◆ TEXT BLOCK ◆
C. Secondary (Swelling Clay) Minerals - The Holder of Nutrient Elements
Secondary minerals are formed from the decomposition of primary minerals, and are reprecipitated into new structures. The secondary minerals are first the swelling clays, which have a large negative electrostatic charge. Clays attract and hold elemental nutrient ions released by primary minerals and decomposing organic matter. Clays thus reduce the rate of loss of released nutrient elements by leaching, and provide a readily available nutrient source for plants.
Old, aging soils, like those found in the southeast US, and the tropics worldwide, are most vulnerable to nutrient mineral loss. In those aging soils the supply of finely divided, nutrient rich primary minerals is limited.

◆ TASKS AND EXERCISES ◆
[a] Decide whether each statement agrees with the passage on secondary minerals. Answer yes or no for each, and quote the words from the passage that settle it.
(i) Secondary minerals form when primary minerals decompose.
(ii) Swelling clays carry a large positive electrostatic charge.
(iii) Aging soils in the tropics have a plentiful supply of nutrient-rich primary minerals.
[b] Write out the stretch of the passage on secondary minerals from "C. Secondary (Swelling" through "source for plants.", word for word.

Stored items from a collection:
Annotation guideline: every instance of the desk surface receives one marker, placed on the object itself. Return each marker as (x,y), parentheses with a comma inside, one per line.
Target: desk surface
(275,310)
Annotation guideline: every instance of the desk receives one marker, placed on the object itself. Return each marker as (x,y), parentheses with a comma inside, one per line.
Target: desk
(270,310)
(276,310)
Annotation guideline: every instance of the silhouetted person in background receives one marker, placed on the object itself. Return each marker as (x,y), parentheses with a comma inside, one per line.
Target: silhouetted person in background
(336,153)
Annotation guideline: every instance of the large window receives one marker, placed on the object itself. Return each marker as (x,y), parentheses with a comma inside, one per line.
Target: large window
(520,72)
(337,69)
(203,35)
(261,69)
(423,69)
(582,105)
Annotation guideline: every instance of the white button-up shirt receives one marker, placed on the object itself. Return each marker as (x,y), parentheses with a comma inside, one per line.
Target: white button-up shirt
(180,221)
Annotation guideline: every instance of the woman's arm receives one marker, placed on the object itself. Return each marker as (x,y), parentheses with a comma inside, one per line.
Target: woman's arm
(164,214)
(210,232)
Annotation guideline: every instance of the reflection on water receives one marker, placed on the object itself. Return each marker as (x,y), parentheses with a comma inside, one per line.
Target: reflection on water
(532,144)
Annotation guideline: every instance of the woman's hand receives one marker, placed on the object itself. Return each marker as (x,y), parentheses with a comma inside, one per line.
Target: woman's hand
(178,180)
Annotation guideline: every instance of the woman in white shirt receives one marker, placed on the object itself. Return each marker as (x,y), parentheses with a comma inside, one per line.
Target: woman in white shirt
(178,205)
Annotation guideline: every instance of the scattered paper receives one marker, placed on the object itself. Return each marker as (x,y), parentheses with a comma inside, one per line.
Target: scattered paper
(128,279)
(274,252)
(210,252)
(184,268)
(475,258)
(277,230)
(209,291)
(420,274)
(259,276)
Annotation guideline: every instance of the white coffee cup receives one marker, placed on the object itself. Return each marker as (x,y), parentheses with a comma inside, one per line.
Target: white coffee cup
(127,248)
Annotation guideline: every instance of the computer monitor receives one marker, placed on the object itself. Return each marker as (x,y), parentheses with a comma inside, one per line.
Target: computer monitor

◆ ANSWERS FOR THIS EXERCISE ◆
[a]
(i) Yes: "Secondary minerals are formed from the decomposition of primary minerals"
(ii) No: "which have a large negative electrostatic charge"
(iii) No: "In those aging soils the supply of finely divided, nutrient rich primary minerals is limited"

[b]
C. Secondary (Swelling Clay) Minerals - The Holder of Nutrient Elements
Secondary minerals are formed from the decomposition of primary minerals, and are reprecipitated into new structures. The secondary minerals are first the swelling clays, which have a large negative electrostatic charge. Clays attract and hold elemental nutrient ions released by primary minerals and decomposing organic matter. Clays thus reduce the rate of loss of released nutrient elements by leaching, and provide a readily available nutrient source for plants.